Text passage START

Moreover, if your entire team is overworked with no slack, you need to re-assess your processes and work with your team to organise a less crazy setup. If you're all working the same shift at the same time for the same hours, you're all idiots. Spread yourselves out, overlap your shifts. If you aren't all actively working towards reducing your time commitments by supporting each other your team is toxic AF or you have a dickhead managing you that doesn't know what they're doing.

If you're having to manually review every update before you manually update every endpoint you're wasting time. Updates are 99% of the time not a technical task. What we used to do was appoint someone in a given department to update themselves first before telling everyone else to update. That way we weren't wasting time on proxy desktop updates.

For example, we had a design department responsible for the auction catalogues. Adobe heavy. The team leader would run updates on his machine first, if there were problems, we'd be informed and we would respond. If there were no issues, he'd instruct his team to run the updates.

Periodically, we'd check in on random teams at random times to ensure updates had been run etc.

Security updates and critical updates were always applied automatically via our central update servers. I can't remember the platform we used, it was 12 years ago now...but it would look after Windows Updates and various other product updates.

We always kept updated and pre-built images for various departments machines to allow us to swap a disk out if there was a major issue to get them back up and running straight away without having to hang around their desks etc.

We'd take the disk with the broken install away and re-image it, check the SMART status and add it back to the pool...in some instances we'd replace the entire device if we could.

As for switches, routers etc...as mentioned earlier, down out of hours by someone in a different timezone. For the configs we had crib sheets that you could tweak in excel that would spit out the configs should something go wrong. In the rare event that something went horrendously wrong or the remote person got locked out etc we'd just nip into the office. No big deal if you're not overworked....then just get into work the next day an hour or two late if it was a late night or early morning call out after dropping the third guy a note to let him know that calls might be diverted to him for an hour.

It's probably worth noting that we didn't have a manager or team leader etc etc all three of us reported directly to the CEO or COO. There was no CTO, CISO etc etc. it just wasn't necessary.

We also did away with the ticketing system as we worked out that benefits of the time saving outweighed the benefits of a historical log of issues...instead we kept a wiki that we'd add any processes to that we felt were worth knowing about for future issues. We also built a custom platform to allow us to keep tabs on each others whereabouts...basically, we could check the system to see which building we were in and with which member of staff etc and how long we were there for and whether we were remote or off work etc.

To reduce the desktop support burden we'd do user training on a semi-regular basis (twice a month roughly) which we would also use to gather feedback on matters relating to desktop requirements, what's working, what isn't etc. The staff actually liked this and would usually take advantage of the hour or so alloted to discuss any major issues which would then become a focus if necessary.

Basically, as a team our primary focus was the infrastructure and keeping that going (stability, security and so on), secondary was ensuring that we constantly reviewed our processes to keep them as streamlined as possible, tertiary was desktop support. We found that if we kept the users up to date with training, we'd reduce the desktop support burden significantly.

There's an enormous amount can be done to streamline tech work, but a lot of tech departments are too rigid or set in their ways to change, you can usually pin point one or two team members that work hard to keep the status quo. Usually they are senior.

Text passage END
Provided data START

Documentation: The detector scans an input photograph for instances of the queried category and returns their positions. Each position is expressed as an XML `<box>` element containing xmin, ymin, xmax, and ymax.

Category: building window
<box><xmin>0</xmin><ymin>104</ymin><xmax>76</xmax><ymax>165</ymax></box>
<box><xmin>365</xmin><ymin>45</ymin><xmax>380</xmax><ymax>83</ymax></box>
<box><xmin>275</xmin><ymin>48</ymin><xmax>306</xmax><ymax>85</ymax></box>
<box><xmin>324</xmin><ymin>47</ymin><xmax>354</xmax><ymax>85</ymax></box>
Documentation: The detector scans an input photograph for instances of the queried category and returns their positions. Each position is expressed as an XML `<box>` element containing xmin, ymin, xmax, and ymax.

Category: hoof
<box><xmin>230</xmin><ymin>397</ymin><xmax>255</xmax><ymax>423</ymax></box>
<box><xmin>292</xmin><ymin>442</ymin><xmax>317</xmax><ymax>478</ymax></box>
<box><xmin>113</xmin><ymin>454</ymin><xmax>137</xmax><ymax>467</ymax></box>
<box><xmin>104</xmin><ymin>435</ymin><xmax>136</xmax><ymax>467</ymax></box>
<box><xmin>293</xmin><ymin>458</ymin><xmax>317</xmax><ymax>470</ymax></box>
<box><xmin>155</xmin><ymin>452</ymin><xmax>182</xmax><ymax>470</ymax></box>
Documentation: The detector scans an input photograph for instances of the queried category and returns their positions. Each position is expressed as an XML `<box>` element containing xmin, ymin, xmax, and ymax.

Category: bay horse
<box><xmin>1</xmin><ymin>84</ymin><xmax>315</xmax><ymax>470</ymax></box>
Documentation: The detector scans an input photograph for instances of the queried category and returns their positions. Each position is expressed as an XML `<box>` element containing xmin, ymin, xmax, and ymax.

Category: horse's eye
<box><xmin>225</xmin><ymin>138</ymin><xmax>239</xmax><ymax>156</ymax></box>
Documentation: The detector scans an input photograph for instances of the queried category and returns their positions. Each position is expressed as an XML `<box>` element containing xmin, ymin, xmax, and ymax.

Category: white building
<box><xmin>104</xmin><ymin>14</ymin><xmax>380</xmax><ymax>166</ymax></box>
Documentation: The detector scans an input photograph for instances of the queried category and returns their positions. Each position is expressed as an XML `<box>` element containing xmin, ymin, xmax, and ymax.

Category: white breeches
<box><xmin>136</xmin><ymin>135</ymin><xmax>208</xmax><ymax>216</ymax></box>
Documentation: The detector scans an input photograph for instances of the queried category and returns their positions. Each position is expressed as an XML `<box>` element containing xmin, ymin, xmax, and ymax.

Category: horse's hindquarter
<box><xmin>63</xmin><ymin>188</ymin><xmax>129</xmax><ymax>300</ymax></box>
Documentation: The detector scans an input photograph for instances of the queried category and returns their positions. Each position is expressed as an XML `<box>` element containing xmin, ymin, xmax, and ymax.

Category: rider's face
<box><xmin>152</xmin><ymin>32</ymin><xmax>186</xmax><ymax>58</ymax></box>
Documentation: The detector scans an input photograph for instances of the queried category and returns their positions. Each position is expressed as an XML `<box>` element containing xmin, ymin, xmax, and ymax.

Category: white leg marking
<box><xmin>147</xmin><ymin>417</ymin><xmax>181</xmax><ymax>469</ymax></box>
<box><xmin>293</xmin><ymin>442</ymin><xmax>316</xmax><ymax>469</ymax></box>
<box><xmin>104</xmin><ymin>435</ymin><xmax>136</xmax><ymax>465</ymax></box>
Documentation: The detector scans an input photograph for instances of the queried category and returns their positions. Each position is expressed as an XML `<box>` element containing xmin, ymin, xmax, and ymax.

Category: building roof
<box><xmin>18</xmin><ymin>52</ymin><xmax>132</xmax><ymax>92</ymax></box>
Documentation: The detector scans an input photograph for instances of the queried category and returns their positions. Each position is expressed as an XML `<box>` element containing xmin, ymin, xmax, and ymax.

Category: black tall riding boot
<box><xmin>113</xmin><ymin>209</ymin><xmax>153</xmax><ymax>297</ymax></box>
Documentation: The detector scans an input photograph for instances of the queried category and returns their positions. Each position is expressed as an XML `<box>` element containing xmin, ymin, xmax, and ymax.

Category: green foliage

Provided data END

• Your instructions:
Please retype part of the passage on streamlining IT work above, beginning at the words "As for switches, routers" and stopping after "for an hour.".

• Solution for this problem:
As for switches, routers etc...as mentioned earlier, down out of hours by someone in a different timezone. For the configs we had crib sheets that you could tweak in excel that would spit out the configs should something go wrong. In the rare event that something went horrendously wrong or the remote person got locked out etc we'd just nip into the office. No big deal if you're not overworked....then just get into work the next day an hour or two late if it was a late night or early morning call out after dropping the third guy a note to let him know that calls might be diverted to him for an hour.